| YOUR TASKS |
1. In the forum thread about the runaway horse, what damage does MyBoyPuck say the pulley rein can cause to a horse's mouth?
2. Resume the forum thread about the runaway horse after its final sentence.

Wow, that sounds so scary! I've been in similar situations before and it can be terrifying. 

Honestly, the first thing I would do would be to get that horse in an enclosed arena with a bit in his mouth. Even partial drafts are incredibly strong and pulling on his nose can be fruitless, as you found out. A bit will not be a miracle worker, but it is harder for a horse to resist a bit than it is to resist a sidepull. 

It's also a good idea to ride him in a more enclosed area, if you have access to one. When a horse doesn't have definite boundaries it's easier for them to misbehave. 

The one-rein stop is an incredible tool, but must be taught. There is another thread that was recently posted that tells exactly how to do it. 

Good luck, I know from first hand experience just how hard it is to get back on after a ride like that.


----------



## NorthernMama (Mar 12, 2008)

Hair-raising tale! I'm glad that no one got hurt worse than you did. It could definitely have been much worse. With your injury you may not be able to do anything except ground work with him for now. I would do as much as you can, including have someone else ride him in an enclosed area, or on a lunge. Maybe the time spent reinforcing this stuff will help him to forget what he got away with.

Also, take him for walks far away from the barn. Pack a lunch and tack him all up as though you're going to ride, but don't. Walk out that 3 miles. Have lunch and walk back.

You say that it's not that he didn't understand the commands; I think at the time, he likely didn't. His mind was elsewhere and you were a non-issue. The moment he forgot about you was where the trouble started. After that, you've got to get that attention back to be able to remind him of who's up there!

I agree -- switch out the bitless for a bit. Be sure to put a curb strap on. And I also agree that you don't need a harsh bit. It's a leverage thing -- it's easier to bring the nose around than the whole head. 

Practice the pullley stop at a walk, then trot then canter. I wasn't a believer in the pulley stop until I actually went out and tried it on my quiet mare first 

I have used the one-rein stop as well, but when I use it, it's not about smaller and smaller circles, it's about stop or you're going to fall over, run into the poplar shrubs or the 8' snowbank!

Good luck and good health.


----------



## MyBoyPuck (Mar 27, 2009)

No! I would never recommend practicing the pulley rein. It's a very violent last ditch leverage maneuver done to save your butt. It's very harsh on the horse's mouth and can cause serious bar damage. Sure know how to do it and maybe practice just the movements of it, but definitely not in the actual leverage scenario it involves.


----------



## tinyliny (Oct 31, 2009)

Kevin has a point in that sometimes when you can't get them to listen to "slow down!" you through "speed up " at them to break out of the log jam.
I can just imagin how strong a half Belgian's neck is and once it's on a dircect line away from the pull, no bend, not the strongest man in the world could force a bend without the help of a bit.

I am so glad you were not hurt. I would have nightmares for weeks. I don't have any real advice except to comment on Kevin's comment.

Hopefully you will find the way with him and your shoulder will come back to normal (having damaged mine, it took over a year to heal and is still occasionally painful).

| RECORDS PROVIDED |

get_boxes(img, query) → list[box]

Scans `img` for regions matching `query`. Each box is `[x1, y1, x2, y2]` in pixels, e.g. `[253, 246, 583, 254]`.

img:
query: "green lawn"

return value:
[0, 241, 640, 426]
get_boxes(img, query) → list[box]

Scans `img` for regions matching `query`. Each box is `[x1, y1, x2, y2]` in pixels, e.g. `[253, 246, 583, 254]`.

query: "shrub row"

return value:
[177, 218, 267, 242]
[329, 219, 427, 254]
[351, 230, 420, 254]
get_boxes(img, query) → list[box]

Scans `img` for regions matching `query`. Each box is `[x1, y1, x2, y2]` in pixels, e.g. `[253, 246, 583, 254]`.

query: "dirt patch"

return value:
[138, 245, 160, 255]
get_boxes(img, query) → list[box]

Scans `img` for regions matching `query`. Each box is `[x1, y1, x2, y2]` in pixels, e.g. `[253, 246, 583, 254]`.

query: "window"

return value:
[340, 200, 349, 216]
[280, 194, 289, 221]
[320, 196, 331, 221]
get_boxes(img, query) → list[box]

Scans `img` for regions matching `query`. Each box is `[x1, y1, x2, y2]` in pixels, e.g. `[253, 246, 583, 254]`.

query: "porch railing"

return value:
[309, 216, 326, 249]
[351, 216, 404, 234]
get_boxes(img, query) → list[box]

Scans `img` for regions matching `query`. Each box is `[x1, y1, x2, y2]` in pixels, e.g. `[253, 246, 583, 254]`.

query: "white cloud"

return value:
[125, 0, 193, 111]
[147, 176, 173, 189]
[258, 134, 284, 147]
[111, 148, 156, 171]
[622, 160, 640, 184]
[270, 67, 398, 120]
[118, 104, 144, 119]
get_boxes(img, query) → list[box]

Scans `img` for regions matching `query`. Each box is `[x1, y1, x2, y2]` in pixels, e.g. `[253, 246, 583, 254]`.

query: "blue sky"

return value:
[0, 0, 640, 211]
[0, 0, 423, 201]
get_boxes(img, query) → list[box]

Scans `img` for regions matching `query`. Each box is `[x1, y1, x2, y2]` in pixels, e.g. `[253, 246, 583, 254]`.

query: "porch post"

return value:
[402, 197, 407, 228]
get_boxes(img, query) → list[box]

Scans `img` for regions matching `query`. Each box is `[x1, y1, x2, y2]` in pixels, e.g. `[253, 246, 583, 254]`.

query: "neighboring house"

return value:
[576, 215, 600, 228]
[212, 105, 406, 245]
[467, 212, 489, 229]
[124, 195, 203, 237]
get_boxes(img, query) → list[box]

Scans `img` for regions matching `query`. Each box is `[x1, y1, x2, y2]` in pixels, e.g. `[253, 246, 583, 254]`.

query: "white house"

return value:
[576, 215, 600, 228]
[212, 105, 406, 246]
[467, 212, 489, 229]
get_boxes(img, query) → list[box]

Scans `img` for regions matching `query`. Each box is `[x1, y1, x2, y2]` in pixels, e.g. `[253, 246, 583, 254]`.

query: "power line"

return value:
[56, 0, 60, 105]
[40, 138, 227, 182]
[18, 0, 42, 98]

| PER-TASK ANSWERS |
1. Serious bar damage.

2.
----------



## NorthernMama (Mar 12, 2008)

MyBoyPuck said:


> No! I would never recommend practicing the pulley rein. It's a very violent last ditch leverage maneuver done to save your butt. It's very harsh on the horse's mouth and can cause serious bar damage. Sure know how to do it and maybe practice just the movements of it, but definitely not in the actual leverage scenario it involves.


You don't need to be harsh or rough about it, but if you don't practice BEFORE you need it in an emergency, you won't know how to do it or maybe even remember when you do need it. When I practiced it, it was not violent at all.


----------



## kevinshorses (Aug 15, 2009)

MyBoyPuck said:


> No! I would never recommend practicing the pulley rein. It's a very violent last ditch leverage maneuver done to save your butt. It's very harsh on the horse's mouth and can cause serious bar damage. Sure know how to do it and maybe practice just the movements of it, but definitely not in the actual leverage scenario it involves.


I have used it quite a lot and it is only as violent as you make it. The OP was in a last ditch effort to save her butt. It won't cause any serious bar damage unless you choose to. If you use it and teach your horse to respond to it when it is not a panic situation then the horse will respond better when you really need it to.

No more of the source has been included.